DATASET CONTENT:
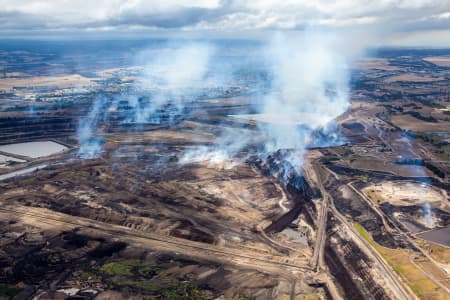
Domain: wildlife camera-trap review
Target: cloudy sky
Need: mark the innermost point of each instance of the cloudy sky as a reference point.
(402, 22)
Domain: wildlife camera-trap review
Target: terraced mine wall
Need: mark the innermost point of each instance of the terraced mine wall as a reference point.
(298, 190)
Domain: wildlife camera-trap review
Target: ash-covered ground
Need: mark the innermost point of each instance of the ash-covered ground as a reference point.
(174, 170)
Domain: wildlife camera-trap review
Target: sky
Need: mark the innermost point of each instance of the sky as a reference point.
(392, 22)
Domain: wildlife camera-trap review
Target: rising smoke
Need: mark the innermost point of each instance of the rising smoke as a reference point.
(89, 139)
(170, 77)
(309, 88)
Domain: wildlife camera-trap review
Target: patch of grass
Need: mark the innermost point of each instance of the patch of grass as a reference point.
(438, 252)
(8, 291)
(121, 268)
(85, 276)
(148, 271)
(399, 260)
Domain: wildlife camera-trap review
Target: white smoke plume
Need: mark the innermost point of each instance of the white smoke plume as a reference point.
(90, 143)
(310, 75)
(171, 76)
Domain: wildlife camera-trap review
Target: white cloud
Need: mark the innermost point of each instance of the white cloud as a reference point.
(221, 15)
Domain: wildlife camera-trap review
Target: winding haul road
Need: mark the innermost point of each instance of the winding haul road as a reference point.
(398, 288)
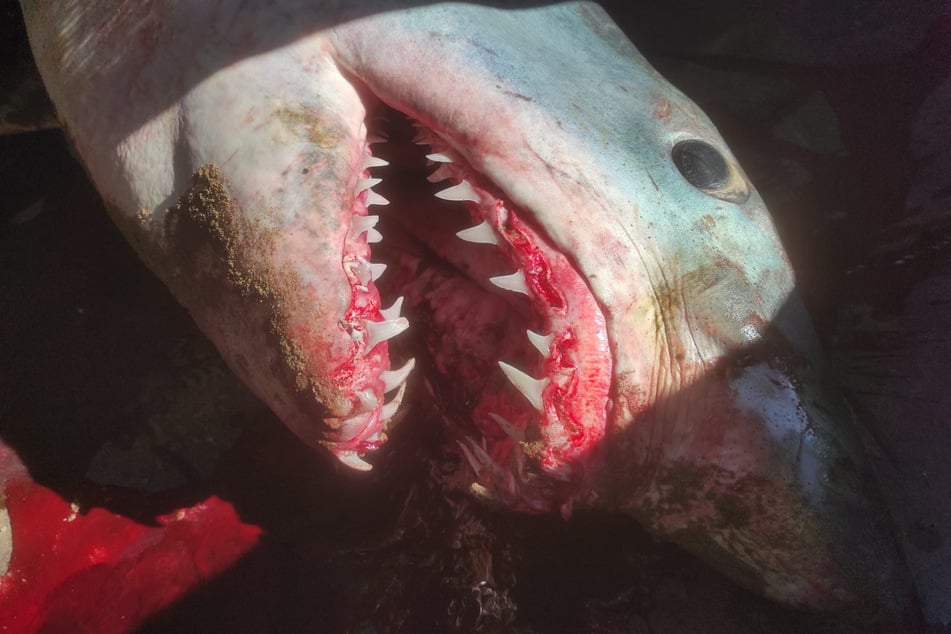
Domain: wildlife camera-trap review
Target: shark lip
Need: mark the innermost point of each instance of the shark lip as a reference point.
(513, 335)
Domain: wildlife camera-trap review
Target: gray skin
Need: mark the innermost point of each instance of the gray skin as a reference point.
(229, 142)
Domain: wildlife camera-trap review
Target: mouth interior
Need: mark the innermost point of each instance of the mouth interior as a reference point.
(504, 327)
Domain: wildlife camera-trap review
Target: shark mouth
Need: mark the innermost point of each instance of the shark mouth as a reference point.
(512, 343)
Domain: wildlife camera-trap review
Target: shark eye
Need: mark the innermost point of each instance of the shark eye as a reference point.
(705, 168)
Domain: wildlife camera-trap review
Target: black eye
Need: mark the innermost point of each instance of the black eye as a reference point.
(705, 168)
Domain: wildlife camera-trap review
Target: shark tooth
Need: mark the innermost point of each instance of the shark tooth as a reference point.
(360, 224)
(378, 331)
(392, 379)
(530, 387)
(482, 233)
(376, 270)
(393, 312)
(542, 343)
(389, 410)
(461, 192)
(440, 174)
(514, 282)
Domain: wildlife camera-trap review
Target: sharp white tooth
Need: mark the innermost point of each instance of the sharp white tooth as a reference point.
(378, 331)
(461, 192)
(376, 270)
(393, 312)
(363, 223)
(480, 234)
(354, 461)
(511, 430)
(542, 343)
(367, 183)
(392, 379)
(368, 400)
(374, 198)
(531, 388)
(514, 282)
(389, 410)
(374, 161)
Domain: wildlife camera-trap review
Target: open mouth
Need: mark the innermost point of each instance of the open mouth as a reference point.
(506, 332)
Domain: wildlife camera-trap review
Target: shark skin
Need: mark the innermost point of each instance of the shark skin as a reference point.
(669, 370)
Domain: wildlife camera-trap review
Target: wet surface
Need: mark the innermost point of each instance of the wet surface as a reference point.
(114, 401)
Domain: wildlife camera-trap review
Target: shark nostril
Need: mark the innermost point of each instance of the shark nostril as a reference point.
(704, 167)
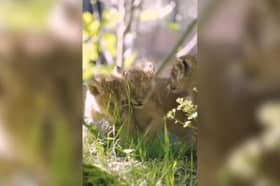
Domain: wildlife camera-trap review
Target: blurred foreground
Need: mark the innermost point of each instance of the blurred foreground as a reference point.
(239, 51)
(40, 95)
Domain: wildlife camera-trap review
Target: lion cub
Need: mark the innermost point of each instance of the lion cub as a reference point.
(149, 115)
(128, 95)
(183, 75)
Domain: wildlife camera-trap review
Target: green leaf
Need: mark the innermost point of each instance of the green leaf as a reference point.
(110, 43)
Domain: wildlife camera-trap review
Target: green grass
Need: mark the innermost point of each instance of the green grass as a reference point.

==

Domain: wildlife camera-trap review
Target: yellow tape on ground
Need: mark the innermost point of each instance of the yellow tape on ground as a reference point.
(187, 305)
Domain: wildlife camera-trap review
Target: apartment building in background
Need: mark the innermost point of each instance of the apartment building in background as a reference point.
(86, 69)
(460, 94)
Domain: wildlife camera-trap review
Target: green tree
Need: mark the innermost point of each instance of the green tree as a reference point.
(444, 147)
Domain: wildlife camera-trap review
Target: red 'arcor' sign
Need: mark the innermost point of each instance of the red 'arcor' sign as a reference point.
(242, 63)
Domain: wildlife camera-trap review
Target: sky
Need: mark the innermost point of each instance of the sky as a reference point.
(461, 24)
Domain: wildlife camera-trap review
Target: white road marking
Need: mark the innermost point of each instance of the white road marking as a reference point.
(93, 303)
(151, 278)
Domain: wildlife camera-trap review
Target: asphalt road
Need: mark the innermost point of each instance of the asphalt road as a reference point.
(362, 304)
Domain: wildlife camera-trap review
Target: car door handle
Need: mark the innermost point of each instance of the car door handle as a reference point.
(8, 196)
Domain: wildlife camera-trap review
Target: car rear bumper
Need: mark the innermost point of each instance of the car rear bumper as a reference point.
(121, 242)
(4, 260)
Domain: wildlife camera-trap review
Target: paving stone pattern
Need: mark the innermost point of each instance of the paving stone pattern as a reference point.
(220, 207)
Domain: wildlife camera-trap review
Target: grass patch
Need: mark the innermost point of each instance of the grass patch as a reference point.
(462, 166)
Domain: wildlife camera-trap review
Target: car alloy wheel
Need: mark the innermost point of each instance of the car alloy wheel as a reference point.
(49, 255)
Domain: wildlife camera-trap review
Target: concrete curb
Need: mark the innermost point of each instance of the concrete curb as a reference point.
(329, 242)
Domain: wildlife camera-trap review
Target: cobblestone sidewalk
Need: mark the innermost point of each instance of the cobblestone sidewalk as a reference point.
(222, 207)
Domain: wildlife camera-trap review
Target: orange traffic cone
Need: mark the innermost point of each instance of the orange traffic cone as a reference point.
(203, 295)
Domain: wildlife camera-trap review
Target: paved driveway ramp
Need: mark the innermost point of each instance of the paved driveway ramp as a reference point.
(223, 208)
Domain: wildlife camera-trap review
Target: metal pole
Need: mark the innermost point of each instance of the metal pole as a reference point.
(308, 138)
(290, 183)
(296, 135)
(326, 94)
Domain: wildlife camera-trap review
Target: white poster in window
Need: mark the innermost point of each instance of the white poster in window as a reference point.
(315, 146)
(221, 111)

--

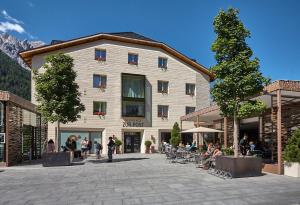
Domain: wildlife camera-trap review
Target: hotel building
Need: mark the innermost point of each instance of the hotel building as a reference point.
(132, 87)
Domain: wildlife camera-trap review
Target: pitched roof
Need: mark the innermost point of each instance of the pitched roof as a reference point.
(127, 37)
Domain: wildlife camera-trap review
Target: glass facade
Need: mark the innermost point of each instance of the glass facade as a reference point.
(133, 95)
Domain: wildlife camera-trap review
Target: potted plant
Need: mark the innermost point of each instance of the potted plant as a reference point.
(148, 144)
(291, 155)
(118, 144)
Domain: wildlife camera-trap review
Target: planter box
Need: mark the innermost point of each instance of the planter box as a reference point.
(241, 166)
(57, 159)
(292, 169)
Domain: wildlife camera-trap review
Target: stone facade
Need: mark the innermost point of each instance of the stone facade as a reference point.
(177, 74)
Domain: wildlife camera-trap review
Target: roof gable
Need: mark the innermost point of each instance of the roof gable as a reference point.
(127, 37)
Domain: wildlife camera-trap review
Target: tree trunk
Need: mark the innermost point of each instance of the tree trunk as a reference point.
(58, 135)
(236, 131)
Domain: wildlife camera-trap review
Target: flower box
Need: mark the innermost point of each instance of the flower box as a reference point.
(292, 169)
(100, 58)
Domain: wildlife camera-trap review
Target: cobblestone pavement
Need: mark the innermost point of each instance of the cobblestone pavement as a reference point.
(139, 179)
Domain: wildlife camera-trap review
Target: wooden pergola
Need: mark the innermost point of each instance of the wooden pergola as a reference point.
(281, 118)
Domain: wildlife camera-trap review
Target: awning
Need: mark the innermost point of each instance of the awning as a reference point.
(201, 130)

TASK GOAL:
Pick out each line in the records above that contains the word "blurred". Treat matching as case-sensitive.

ANSWER IN FULL:
Target: blurred foreground
Need: mark the innermost point of each instance of the blurred foreground as a reference point.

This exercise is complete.